Let’s Get Digital: New York Magazine’s Media Diaries
New York Magazine this week has a really interesting article where it features “media diaries” of three New Yorkers, listing every bit of media that they read, look at, consume, etc. And of course what I find interesting is how digital their lives are (especially the woman who bought an episode of “Gray’s Anatomy” on iTunes and watched it on her laptop; that’s totally cool, and a great example of the “on-demand everything/Attention Economy” times in which we now live). Also, you don’t see many diary entries like “1PM-6PM, sat in a bay window and read Tolstoy.” True, these are New Yorkers, and so may not be representative of the rest of the country, but I think it’s not too far off the mark of how lots of young people are living in our increasingly digital world.
Article intro: “When Time magazine put a crinkly, vaguely toxic-looking fun-house mirror on its cover and named ‘you’ the person of the year for 2006, the Establishment weekly was more or less cheering on its own diminution. After all, like most purveyors of mass media, from TV (see the nightly news) to the music industry (Tower Records, R.I.P.) to daily newspapers (which have lost over 20 percent of their stock valuation in the past four years), Time is facing both a vexing shift in consumer behavior and the rise of self-generated content. Of course, amid all this apocalyptic hype, young people are consuming more media than ever. But what is it they’re reading, watching, and listening to, exactly? We asked three members of the coveted 18-to-34 demographic to keep a diary of their habits for a week.”

> [Record extracts]:
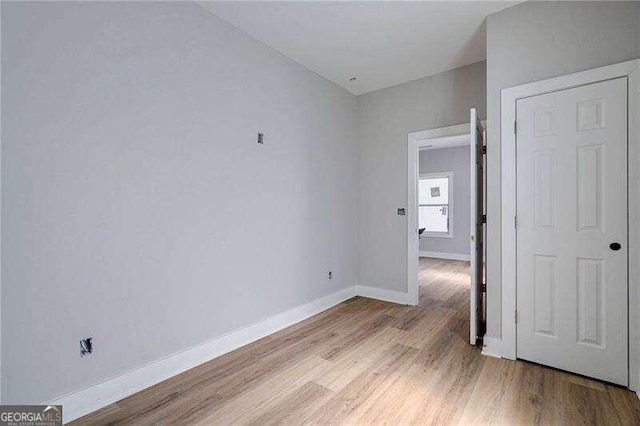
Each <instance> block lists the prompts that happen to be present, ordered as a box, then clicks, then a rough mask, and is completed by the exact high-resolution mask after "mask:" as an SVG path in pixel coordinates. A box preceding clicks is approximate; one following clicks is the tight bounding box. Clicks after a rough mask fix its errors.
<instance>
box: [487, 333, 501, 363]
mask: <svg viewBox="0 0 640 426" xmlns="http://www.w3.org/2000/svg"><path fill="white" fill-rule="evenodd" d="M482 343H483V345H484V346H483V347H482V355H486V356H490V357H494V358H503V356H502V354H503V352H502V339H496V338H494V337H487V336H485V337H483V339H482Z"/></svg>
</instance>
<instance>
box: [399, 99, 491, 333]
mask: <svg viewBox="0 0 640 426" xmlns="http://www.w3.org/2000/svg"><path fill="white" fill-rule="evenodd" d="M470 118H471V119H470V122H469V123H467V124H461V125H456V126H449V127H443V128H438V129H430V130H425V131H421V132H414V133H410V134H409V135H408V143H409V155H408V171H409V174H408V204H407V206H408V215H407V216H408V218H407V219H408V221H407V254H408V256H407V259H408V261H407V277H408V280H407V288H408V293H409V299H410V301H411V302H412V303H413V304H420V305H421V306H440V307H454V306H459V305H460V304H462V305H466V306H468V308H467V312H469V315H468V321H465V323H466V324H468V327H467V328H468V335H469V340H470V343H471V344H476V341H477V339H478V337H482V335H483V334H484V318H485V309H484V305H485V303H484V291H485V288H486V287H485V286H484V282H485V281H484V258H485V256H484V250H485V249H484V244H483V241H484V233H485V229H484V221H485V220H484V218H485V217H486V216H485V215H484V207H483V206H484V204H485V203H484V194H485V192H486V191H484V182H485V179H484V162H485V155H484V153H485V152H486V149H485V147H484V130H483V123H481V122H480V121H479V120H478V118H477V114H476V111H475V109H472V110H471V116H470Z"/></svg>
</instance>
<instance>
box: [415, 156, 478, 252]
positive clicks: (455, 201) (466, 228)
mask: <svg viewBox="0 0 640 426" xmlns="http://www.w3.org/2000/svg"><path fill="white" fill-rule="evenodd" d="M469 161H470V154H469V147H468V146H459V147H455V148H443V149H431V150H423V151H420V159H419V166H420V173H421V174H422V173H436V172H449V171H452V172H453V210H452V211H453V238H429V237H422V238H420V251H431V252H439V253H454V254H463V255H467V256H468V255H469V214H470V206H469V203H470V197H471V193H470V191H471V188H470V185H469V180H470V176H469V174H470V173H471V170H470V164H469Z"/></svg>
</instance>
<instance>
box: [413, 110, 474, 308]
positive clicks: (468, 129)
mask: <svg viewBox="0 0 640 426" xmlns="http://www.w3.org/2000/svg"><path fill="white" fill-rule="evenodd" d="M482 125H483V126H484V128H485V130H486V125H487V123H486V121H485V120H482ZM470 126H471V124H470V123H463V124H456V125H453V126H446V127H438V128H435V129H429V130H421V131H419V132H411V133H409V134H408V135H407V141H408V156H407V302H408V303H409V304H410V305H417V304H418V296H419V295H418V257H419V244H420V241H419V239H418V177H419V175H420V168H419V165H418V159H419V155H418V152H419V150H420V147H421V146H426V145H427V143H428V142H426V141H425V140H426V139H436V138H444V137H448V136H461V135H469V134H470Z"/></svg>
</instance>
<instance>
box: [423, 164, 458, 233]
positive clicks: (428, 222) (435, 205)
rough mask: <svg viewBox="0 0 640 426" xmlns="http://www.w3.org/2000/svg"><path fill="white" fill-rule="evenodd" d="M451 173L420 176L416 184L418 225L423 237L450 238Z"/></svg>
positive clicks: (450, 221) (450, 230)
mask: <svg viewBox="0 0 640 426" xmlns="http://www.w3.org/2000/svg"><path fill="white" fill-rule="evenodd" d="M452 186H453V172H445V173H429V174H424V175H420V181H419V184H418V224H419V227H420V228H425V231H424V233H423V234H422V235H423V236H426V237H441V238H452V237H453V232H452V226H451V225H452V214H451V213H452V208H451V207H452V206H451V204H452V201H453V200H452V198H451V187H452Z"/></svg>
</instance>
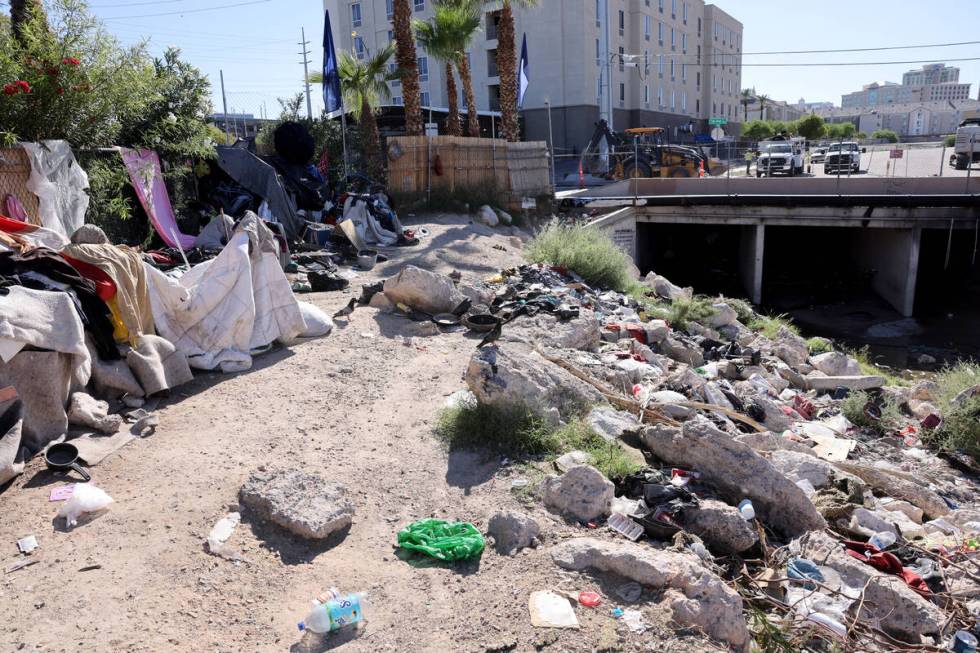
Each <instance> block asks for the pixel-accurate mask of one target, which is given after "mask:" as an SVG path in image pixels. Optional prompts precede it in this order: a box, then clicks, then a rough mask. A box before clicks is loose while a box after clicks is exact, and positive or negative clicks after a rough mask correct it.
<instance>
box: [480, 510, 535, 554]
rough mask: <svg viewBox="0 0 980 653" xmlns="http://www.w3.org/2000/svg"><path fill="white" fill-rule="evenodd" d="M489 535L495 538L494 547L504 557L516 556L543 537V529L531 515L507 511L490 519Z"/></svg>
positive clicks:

> [Problem statement]: Please answer from the post about New York Magazine's media diaries: which age group did the magazine ask three people to keep a week-long diary of their media habits?

> [Answer box]: The 18-to-34 demographic.